WRITTEN EXERCISE: Pull out all the rows below word for word, leaving out the pictures.
>> Start MATERIAL FOR THE TASK
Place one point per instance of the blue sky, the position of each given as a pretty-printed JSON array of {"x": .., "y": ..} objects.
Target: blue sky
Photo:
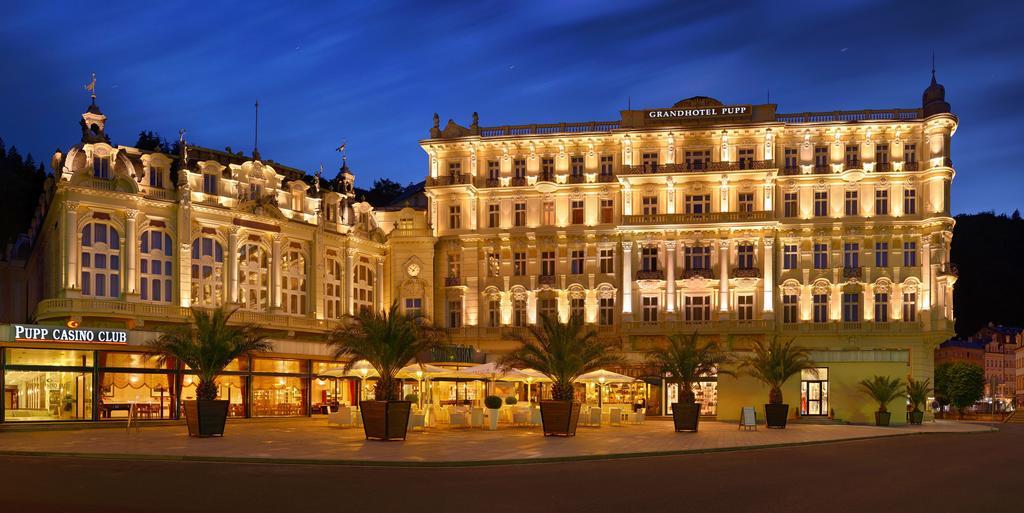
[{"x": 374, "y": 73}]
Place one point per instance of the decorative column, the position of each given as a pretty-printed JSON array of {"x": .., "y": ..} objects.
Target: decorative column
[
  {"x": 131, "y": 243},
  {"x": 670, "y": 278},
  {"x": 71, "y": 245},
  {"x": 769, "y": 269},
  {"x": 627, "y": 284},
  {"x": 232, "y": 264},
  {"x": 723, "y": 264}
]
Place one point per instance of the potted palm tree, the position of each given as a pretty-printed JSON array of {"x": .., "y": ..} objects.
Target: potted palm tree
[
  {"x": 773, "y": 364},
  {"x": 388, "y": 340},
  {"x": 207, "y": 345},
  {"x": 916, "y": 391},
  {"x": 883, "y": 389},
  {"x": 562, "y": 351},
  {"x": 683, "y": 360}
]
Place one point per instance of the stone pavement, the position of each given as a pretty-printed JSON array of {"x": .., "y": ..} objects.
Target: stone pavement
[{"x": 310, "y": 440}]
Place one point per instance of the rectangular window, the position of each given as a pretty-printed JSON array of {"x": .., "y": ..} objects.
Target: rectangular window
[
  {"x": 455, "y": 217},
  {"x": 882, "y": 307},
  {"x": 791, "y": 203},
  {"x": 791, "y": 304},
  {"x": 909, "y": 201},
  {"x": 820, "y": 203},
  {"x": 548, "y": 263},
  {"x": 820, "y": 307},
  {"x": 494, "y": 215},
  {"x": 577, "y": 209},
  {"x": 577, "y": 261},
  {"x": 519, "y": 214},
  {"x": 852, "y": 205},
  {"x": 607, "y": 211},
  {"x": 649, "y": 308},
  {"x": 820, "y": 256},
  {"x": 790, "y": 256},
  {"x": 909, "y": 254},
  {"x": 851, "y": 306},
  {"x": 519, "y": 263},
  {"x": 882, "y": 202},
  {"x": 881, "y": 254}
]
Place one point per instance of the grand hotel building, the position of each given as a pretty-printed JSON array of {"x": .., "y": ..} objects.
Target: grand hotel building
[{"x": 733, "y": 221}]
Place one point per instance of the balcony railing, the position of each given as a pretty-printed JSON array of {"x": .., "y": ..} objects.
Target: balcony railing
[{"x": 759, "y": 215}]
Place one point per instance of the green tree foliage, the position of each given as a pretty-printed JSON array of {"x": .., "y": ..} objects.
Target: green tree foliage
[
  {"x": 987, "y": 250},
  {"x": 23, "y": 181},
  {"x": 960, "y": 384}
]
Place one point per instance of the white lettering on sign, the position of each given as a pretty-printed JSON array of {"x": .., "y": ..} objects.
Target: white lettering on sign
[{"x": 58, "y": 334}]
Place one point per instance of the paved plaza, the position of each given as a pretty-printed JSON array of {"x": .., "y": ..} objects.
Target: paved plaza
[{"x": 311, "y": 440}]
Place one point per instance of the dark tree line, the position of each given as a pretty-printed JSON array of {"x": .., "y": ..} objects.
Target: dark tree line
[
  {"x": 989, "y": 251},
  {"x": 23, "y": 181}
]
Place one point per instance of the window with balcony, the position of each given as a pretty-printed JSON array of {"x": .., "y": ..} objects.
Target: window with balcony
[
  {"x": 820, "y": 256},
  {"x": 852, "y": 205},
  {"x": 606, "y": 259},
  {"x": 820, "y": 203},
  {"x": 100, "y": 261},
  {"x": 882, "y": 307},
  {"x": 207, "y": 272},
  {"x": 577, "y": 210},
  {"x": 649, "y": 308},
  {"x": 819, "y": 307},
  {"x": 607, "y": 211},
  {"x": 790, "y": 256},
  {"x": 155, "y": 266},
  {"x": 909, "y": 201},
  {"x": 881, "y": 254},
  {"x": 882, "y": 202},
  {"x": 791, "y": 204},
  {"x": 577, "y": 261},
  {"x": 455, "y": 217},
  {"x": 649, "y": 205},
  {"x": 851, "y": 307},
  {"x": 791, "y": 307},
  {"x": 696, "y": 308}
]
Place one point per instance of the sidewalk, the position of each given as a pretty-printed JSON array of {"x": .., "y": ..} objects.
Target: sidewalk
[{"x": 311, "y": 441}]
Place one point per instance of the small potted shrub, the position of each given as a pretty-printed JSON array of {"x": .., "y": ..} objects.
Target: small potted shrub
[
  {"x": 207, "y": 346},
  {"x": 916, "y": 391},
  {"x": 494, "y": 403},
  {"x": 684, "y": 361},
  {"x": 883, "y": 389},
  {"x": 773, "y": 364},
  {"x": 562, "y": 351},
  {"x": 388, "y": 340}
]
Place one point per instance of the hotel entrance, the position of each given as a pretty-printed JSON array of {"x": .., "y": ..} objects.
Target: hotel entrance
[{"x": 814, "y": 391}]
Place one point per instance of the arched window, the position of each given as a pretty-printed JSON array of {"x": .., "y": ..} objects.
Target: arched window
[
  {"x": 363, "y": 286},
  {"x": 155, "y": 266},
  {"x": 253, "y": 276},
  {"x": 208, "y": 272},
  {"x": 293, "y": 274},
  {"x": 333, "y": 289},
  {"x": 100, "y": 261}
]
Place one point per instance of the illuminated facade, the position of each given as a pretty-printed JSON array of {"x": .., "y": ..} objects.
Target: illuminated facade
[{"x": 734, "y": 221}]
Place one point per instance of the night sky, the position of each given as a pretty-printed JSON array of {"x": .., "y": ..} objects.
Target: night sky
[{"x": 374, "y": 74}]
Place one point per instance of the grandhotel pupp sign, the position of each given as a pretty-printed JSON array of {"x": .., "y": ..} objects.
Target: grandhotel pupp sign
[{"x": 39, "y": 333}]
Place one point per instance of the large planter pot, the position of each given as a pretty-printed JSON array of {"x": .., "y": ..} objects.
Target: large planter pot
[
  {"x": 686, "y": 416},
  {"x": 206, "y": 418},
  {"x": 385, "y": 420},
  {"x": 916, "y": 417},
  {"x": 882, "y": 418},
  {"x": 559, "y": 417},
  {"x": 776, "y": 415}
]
>> End MATERIAL FOR THE TASK
PROBLEM SOLUTION:
Place one point per instance of the blue sky, the position of each given as a pretty-printed JSON array of {"x": .., "y": ..} objects.
Target: blue sky
Photo:
[{"x": 374, "y": 73}]
Place one point per instance of the decorative column, the position of each given as a pretty-printed JSON array of {"x": .., "y": ..} objects.
Target: decorative column
[
  {"x": 131, "y": 243},
  {"x": 670, "y": 278},
  {"x": 71, "y": 245},
  {"x": 769, "y": 269},
  {"x": 627, "y": 284},
  {"x": 232, "y": 264},
  {"x": 723, "y": 264}
]
Place one point per instance of the potted palm tree, the position of each given as a pretty-printed JSON array of {"x": .., "y": ..} objects.
Target: potted palm tree
[
  {"x": 773, "y": 364},
  {"x": 388, "y": 340},
  {"x": 207, "y": 345},
  {"x": 916, "y": 391},
  {"x": 883, "y": 389},
  {"x": 562, "y": 351},
  {"x": 683, "y": 360}
]
Place one point per instance of the stone pavement, the position of each given as a pretty-printed JSON array of {"x": .., "y": ..} objects.
Target: stone pavement
[{"x": 310, "y": 440}]
Place one point per instance of the rectangular window, the position of each given as a pretty-printed JSON array of {"x": .., "y": ..} objects.
Target: rectangular window
[
  {"x": 455, "y": 217},
  {"x": 882, "y": 307},
  {"x": 791, "y": 203},
  {"x": 791, "y": 304},
  {"x": 909, "y": 201},
  {"x": 820, "y": 203},
  {"x": 548, "y": 263},
  {"x": 820, "y": 307},
  {"x": 494, "y": 215},
  {"x": 577, "y": 209},
  {"x": 577, "y": 261},
  {"x": 519, "y": 214},
  {"x": 852, "y": 205},
  {"x": 607, "y": 211},
  {"x": 649, "y": 308},
  {"x": 820, "y": 256},
  {"x": 790, "y": 256},
  {"x": 909, "y": 254},
  {"x": 851, "y": 306},
  {"x": 519, "y": 263},
  {"x": 882, "y": 202},
  {"x": 881, "y": 254}
]
Place one point per instance of the grand hotel building, the position of each given as a pretty-printed JSON array of {"x": .., "y": ..} objects.
Target: grand hotel building
[{"x": 733, "y": 221}]
Place one point per instance of the balcony railing, the position of each given as a pretty-printed JSON array of {"x": .., "y": ..} objects.
Target: balcony railing
[{"x": 759, "y": 215}]
Place one point per instance of the green tree foliage, the position of each given as a pretty-printed JSON array of {"x": .., "y": ..} objects.
Target: green tree foliage
[
  {"x": 987, "y": 250},
  {"x": 23, "y": 181},
  {"x": 960, "y": 384}
]
Place one point per instance of the white lettering on sign, the position of each given as a pretty-printed JSON array of {"x": .., "y": ..} objects.
Target: white lettering on sign
[{"x": 58, "y": 334}]
Place one point per instance of the paved plaza, the position of each given as a pretty-printed JSON array of {"x": .., "y": ..} objects.
Target: paved plaza
[{"x": 311, "y": 440}]
Place one point per instance of the dark tree line, the position of each given as a pretty-printed JSON array of {"x": .., "y": ..} objects.
Target: dark tree line
[
  {"x": 989, "y": 251},
  {"x": 23, "y": 181}
]
Place one point per instance of the window with balcony, the position of each given as a pretty-printed JSON array of {"x": .., "y": ..} objects.
Target: window with balcony
[
  {"x": 820, "y": 256},
  {"x": 852, "y": 205},
  {"x": 606, "y": 259},
  {"x": 820, "y": 203},
  {"x": 100, "y": 261},
  {"x": 882, "y": 307},
  {"x": 207, "y": 272},
  {"x": 577, "y": 210},
  {"x": 649, "y": 308},
  {"x": 819, "y": 307},
  {"x": 607, "y": 211},
  {"x": 790, "y": 256},
  {"x": 155, "y": 266},
  {"x": 909, "y": 201},
  {"x": 881, "y": 254},
  {"x": 882, "y": 202},
  {"x": 791, "y": 204},
  {"x": 577, "y": 261},
  {"x": 455, "y": 217},
  {"x": 649, "y": 205},
  {"x": 851, "y": 307},
  {"x": 791, "y": 307},
  {"x": 696, "y": 308}
]
Place one point per instance of the sidewalk, the position of each given as a pretty-printed JSON array of {"x": .., "y": ..} objects.
Target: sidewalk
[{"x": 311, "y": 441}]
Place one point per instance of the small potted shrub, the position of each given as a pretty-printed JSON array of {"x": .., "y": ..} objects.
Target: small potted shrub
[
  {"x": 207, "y": 346},
  {"x": 916, "y": 391},
  {"x": 494, "y": 403},
  {"x": 684, "y": 361},
  {"x": 883, "y": 389},
  {"x": 773, "y": 364},
  {"x": 562, "y": 351},
  {"x": 388, "y": 340}
]
Place one point per instance of the hotel entrance, the position of each given as a pretty-printed JSON array of {"x": .., "y": ..} objects.
Target: hotel entrance
[{"x": 814, "y": 391}]
Place one point per instance of the arched window, the position of each given as a pretty-printed JSON array of {"x": .., "y": ..} objects.
Target: arched window
[
  {"x": 363, "y": 286},
  {"x": 155, "y": 266},
  {"x": 253, "y": 276},
  {"x": 208, "y": 272},
  {"x": 293, "y": 274},
  {"x": 333, "y": 289},
  {"x": 100, "y": 261}
]
Place one point per instance of the illuminated facade, the position of each given as a pretty-printed JSON array of {"x": .., "y": ..} objects.
Target: illuminated facade
[{"x": 734, "y": 221}]
Place one point per instance of the night sky, the position of each given as a pretty-printed JSON array of {"x": .., "y": ..} objects.
Target: night sky
[{"x": 374, "y": 74}]
Place one point per instance of the grandhotel pupp sign, the position of each given as a pretty-printed JSON array of {"x": .., "y": ..} objects.
Target: grandhotel pupp sign
[{"x": 39, "y": 333}]
Place one point per instance of the large planter pot, the position of each given as a pretty-printed JSON array of {"x": .., "y": ..} objects.
Target: large planter pot
[
  {"x": 686, "y": 416},
  {"x": 206, "y": 418},
  {"x": 385, "y": 420},
  {"x": 916, "y": 417},
  {"x": 882, "y": 418},
  {"x": 559, "y": 417},
  {"x": 776, "y": 415}
]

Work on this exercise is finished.